• _WHAT IS NEEDED_
Your answer should hold exactly the lines from the one with "Expected: one point per instance of the wall" through the final line of the data below, reproduced as written.

• _Records from a data source_
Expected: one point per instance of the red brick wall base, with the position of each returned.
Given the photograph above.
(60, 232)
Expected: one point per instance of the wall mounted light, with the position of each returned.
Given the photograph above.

• _OUTPUT OF THE TASK_
Expected: one point per instance of the wall mounted light, with the position of each returned.
Given the photograph above.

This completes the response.